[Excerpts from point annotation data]
▼

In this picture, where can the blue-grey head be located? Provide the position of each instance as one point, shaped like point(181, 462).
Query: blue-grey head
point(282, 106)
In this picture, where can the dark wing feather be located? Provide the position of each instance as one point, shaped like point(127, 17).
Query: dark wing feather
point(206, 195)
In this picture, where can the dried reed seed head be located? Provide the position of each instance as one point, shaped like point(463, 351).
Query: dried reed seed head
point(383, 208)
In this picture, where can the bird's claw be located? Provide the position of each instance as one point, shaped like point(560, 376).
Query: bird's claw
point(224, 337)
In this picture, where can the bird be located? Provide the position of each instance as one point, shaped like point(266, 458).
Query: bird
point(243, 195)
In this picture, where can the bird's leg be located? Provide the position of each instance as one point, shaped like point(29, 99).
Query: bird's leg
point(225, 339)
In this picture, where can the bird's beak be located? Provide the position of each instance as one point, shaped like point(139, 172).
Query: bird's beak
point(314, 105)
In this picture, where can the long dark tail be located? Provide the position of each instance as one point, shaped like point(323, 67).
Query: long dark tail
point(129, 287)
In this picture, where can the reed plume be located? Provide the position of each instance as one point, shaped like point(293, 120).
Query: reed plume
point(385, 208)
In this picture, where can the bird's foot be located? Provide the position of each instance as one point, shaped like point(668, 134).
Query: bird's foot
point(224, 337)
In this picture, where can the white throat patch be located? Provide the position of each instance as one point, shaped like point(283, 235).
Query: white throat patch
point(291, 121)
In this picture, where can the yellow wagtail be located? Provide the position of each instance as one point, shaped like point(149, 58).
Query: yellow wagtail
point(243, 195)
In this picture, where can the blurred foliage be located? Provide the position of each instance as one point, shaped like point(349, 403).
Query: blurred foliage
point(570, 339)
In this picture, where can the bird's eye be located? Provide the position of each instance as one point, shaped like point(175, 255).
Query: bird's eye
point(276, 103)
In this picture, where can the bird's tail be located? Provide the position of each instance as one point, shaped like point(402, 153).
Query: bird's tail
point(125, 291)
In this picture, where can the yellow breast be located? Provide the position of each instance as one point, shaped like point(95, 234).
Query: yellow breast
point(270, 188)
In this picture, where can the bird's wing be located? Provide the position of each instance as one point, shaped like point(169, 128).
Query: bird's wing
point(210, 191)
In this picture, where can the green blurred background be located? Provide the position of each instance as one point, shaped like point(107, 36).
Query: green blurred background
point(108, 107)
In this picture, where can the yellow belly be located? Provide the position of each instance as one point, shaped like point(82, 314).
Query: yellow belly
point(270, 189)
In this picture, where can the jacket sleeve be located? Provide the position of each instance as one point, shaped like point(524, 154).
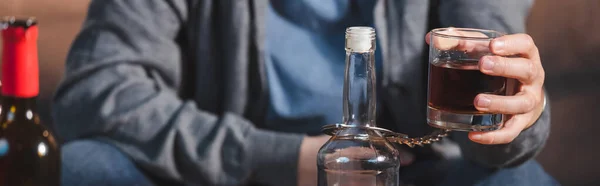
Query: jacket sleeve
point(122, 74)
point(508, 16)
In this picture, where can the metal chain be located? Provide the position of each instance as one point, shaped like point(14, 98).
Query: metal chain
point(436, 135)
point(391, 136)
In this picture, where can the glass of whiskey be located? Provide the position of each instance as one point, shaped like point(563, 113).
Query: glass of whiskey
point(454, 80)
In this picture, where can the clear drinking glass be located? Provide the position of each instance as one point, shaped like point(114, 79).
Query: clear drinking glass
point(455, 80)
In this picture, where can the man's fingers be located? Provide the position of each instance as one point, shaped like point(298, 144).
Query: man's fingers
point(523, 69)
point(505, 135)
point(516, 44)
point(520, 103)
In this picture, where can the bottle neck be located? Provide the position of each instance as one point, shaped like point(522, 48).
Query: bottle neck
point(20, 73)
point(359, 89)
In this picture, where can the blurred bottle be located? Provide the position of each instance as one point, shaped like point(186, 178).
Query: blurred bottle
point(29, 154)
point(357, 155)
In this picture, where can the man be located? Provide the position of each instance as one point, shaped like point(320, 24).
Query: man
point(227, 92)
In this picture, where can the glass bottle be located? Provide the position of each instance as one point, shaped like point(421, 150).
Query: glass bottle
point(357, 155)
point(29, 154)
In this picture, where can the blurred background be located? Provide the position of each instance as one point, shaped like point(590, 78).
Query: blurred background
point(566, 32)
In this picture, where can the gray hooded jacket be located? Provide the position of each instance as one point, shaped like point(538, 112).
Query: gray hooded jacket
point(179, 85)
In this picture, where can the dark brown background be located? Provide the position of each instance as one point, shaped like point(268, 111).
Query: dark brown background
point(567, 33)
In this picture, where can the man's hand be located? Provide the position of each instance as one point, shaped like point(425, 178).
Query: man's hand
point(527, 103)
point(524, 107)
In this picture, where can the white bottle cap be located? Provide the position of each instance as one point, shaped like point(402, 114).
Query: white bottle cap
point(360, 39)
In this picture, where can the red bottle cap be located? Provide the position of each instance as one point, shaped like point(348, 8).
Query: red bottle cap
point(20, 71)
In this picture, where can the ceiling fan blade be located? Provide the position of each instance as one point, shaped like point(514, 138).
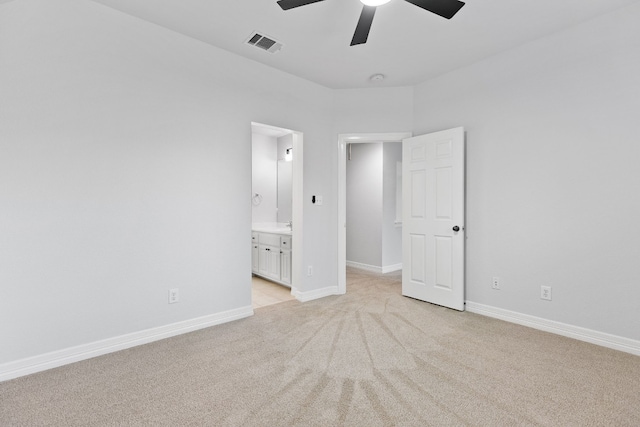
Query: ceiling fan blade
point(290, 4)
point(444, 8)
point(364, 25)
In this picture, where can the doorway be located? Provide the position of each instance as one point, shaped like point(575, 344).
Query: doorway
point(282, 265)
point(343, 141)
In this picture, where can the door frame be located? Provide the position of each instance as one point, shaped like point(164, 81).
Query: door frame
point(297, 199)
point(343, 140)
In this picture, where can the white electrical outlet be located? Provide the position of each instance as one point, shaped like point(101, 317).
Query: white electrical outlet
point(174, 295)
point(545, 292)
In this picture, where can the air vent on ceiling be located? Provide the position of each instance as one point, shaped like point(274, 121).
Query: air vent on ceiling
point(264, 42)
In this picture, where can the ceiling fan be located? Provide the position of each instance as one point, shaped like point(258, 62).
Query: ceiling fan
point(444, 8)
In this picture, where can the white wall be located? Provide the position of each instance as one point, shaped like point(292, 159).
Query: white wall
point(364, 204)
point(391, 233)
point(126, 171)
point(264, 177)
point(552, 172)
point(373, 239)
point(285, 186)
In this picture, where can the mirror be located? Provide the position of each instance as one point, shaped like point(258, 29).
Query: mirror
point(284, 190)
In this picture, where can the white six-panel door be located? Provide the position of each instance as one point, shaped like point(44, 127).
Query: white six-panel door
point(433, 218)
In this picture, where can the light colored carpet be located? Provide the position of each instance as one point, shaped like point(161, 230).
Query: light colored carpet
point(368, 358)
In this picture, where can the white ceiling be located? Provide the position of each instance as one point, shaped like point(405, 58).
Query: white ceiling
point(406, 44)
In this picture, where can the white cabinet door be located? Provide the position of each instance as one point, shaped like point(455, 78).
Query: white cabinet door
point(255, 258)
point(433, 218)
point(273, 264)
point(285, 266)
point(263, 260)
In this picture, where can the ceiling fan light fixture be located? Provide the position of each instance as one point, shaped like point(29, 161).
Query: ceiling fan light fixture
point(374, 2)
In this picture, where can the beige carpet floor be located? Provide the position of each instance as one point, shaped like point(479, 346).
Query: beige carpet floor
point(368, 358)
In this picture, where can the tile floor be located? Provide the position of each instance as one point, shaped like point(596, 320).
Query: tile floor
point(264, 292)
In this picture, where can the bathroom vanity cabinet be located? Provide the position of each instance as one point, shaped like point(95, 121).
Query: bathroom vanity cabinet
point(271, 256)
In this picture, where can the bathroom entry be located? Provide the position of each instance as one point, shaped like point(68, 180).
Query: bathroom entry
point(276, 203)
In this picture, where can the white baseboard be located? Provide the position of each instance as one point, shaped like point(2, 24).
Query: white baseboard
point(390, 268)
point(315, 294)
point(87, 351)
point(588, 335)
point(374, 268)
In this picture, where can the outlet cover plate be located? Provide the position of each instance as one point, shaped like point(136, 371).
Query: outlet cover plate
point(174, 295)
point(545, 293)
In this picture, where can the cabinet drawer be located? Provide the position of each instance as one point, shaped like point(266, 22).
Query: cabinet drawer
point(285, 242)
point(270, 239)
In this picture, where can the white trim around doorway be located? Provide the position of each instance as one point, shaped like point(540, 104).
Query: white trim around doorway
point(343, 140)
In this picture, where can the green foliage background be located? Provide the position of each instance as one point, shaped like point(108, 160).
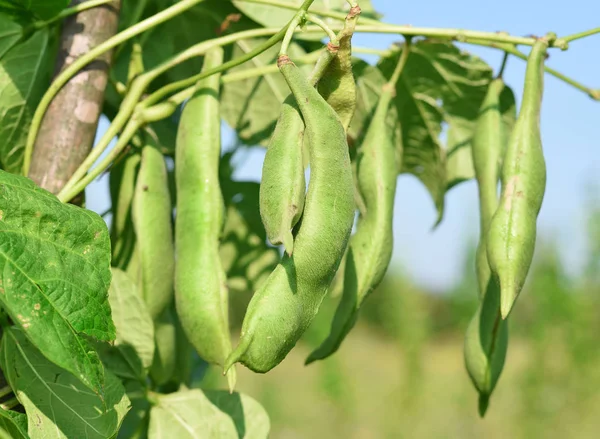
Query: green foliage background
point(400, 372)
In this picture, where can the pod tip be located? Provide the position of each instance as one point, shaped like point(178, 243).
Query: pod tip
point(231, 378)
point(288, 242)
point(507, 300)
point(311, 358)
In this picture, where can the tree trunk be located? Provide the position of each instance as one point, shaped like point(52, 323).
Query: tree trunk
point(69, 126)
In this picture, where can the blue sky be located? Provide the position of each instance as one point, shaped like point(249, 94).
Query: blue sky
point(570, 133)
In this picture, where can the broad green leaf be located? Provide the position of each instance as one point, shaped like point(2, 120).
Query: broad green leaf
point(131, 317)
point(24, 74)
point(252, 106)
point(43, 9)
point(57, 404)
point(10, 33)
point(54, 275)
point(193, 414)
point(122, 361)
point(460, 133)
point(438, 84)
point(272, 16)
point(14, 424)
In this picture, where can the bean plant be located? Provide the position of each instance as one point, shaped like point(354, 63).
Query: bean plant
point(105, 329)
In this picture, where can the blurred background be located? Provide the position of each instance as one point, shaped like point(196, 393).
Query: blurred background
point(400, 372)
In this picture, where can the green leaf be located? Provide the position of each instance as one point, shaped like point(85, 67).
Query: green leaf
point(272, 16)
point(252, 106)
point(43, 9)
point(439, 84)
point(24, 74)
point(56, 402)
point(135, 424)
point(13, 423)
point(192, 414)
point(132, 319)
point(10, 33)
point(54, 275)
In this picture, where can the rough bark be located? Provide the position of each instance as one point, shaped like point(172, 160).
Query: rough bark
point(69, 126)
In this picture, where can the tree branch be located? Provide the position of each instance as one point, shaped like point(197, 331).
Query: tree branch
point(69, 126)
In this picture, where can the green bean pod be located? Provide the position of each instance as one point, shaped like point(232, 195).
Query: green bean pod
point(283, 186)
point(122, 188)
point(370, 248)
point(338, 86)
point(283, 308)
point(486, 343)
point(200, 281)
point(486, 339)
point(487, 148)
point(512, 233)
point(152, 220)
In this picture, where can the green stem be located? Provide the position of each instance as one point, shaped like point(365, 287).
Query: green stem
point(84, 60)
point(9, 404)
point(579, 86)
point(316, 20)
point(580, 35)
point(503, 65)
point(371, 51)
point(5, 391)
point(298, 19)
point(265, 70)
point(401, 63)
point(70, 191)
point(70, 11)
point(141, 83)
point(161, 93)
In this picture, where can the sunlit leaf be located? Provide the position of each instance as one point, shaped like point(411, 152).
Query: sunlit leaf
point(57, 404)
point(54, 275)
point(193, 414)
point(24, 75)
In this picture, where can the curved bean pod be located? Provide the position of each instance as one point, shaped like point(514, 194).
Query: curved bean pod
point(152, 220)
point(370, 248)
point(282, 309)
point(200, 282)
point(486, 339)
point(282, 185)
point(512, 233)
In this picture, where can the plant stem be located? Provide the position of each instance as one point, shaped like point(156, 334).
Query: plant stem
point(161, 93)
point(70, 11)
point(296, 21)
point(316, 20)
point(579, 86)
point(454, 34)
point(9, 404)
point(401, 63)
point(84, 60)
point(266, 70)
point(141, 83)
point(580, 35)
point(503, 65)
point(70, 191)
point(371, 51)
point(5, 391)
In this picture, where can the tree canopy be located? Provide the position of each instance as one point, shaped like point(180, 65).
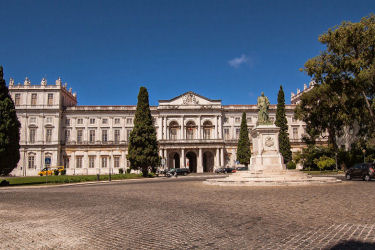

▲

Exercise —
Extract every line of the records that contains the string "fixture", copying each such line in full.

Output —
In this picture, where can the ceiling fan light fixture be located? Provide the position of each instance as one point, shaped like point(29, 161).
Query: ceiling fan light fixture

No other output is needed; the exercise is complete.